#### [Required action]
No pictures go into the output, which should consist only of the lines from the first line of the data through the line with "You must locate the pink", copied exactly.

=== Source records ===

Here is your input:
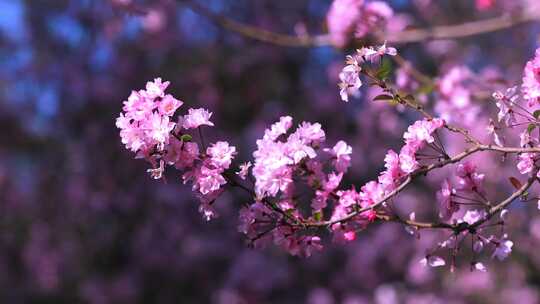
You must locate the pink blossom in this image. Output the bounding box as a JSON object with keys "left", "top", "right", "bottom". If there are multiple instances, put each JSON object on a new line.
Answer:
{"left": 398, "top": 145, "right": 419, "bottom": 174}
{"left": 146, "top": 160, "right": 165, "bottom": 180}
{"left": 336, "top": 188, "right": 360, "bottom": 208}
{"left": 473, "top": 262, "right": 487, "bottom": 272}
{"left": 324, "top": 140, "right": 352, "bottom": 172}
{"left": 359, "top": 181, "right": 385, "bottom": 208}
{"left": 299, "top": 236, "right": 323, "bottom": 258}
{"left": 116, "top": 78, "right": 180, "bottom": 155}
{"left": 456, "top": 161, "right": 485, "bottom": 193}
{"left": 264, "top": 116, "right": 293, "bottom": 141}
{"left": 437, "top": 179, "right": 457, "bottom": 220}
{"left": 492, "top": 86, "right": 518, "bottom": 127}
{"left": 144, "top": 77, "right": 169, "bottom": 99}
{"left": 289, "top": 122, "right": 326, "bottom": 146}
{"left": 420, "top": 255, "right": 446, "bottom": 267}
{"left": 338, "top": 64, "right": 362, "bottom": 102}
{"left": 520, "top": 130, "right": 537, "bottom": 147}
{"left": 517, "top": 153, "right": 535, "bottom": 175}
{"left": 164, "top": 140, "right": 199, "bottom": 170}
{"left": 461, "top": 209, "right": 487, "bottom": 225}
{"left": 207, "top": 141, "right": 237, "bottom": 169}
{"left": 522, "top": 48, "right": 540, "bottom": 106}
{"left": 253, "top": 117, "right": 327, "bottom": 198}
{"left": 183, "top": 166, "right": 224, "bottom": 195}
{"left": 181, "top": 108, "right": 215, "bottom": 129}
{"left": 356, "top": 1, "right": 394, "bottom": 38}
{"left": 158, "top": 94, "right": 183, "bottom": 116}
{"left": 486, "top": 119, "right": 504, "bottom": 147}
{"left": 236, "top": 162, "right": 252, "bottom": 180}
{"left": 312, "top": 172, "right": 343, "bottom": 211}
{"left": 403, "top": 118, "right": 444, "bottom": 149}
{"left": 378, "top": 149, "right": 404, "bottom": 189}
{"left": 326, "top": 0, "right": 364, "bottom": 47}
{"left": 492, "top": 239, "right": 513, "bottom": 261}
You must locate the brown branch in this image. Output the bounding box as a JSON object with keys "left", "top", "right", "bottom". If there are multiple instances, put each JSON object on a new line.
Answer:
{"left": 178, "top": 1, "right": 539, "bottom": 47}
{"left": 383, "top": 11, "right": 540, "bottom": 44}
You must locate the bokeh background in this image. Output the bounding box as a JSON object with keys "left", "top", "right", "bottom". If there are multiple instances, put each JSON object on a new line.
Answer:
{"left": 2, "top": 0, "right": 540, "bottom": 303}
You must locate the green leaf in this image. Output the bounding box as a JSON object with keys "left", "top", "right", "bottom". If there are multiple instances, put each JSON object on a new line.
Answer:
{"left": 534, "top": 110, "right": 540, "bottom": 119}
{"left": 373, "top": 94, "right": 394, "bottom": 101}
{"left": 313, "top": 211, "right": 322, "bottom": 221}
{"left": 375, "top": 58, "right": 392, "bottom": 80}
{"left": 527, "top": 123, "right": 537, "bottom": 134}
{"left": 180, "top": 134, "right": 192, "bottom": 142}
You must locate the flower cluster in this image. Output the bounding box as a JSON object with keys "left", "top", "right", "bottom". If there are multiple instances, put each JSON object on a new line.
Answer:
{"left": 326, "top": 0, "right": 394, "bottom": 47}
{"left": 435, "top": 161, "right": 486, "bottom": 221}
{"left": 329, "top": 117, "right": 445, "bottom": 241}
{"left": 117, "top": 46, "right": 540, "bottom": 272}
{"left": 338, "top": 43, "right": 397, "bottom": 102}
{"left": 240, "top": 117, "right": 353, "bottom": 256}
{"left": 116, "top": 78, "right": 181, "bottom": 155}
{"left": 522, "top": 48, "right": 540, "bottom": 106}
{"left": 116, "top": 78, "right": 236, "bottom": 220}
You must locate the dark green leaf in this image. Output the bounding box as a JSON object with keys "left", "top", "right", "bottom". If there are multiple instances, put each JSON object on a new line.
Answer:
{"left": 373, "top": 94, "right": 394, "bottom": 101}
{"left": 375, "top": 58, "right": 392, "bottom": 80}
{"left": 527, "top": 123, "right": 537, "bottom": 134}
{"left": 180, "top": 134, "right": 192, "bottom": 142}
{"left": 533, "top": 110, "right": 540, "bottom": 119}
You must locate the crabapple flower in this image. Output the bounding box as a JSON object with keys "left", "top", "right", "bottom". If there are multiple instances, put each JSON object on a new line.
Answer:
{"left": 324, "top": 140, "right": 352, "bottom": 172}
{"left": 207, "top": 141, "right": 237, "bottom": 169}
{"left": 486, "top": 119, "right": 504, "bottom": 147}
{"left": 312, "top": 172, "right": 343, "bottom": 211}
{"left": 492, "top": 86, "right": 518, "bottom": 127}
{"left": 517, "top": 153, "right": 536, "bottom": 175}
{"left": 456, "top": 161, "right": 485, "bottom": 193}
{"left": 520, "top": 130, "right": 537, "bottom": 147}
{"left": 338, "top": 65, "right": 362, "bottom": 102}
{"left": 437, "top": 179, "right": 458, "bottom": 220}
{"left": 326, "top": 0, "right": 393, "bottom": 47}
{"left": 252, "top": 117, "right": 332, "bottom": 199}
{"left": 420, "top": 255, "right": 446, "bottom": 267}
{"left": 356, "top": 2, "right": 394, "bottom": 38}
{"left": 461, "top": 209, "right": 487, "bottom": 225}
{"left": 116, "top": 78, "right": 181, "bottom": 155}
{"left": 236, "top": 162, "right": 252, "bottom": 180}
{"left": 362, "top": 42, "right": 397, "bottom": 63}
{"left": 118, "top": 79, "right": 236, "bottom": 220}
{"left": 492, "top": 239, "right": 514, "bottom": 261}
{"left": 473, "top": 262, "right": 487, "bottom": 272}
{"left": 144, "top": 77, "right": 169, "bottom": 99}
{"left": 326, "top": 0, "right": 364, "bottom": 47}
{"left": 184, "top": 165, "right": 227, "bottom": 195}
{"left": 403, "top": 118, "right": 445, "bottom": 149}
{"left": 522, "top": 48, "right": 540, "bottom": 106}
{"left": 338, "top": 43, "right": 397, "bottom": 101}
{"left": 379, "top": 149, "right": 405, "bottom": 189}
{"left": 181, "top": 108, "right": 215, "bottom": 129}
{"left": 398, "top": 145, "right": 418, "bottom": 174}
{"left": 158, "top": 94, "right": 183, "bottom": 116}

===

#### [Solution to this task]
Here is your input:
You must locate the pink blossom in this image. Output the bounding box as a JSON object with keys "left", "top", "right", "bottom". If there are multiple instances, put each JSON object on a new line.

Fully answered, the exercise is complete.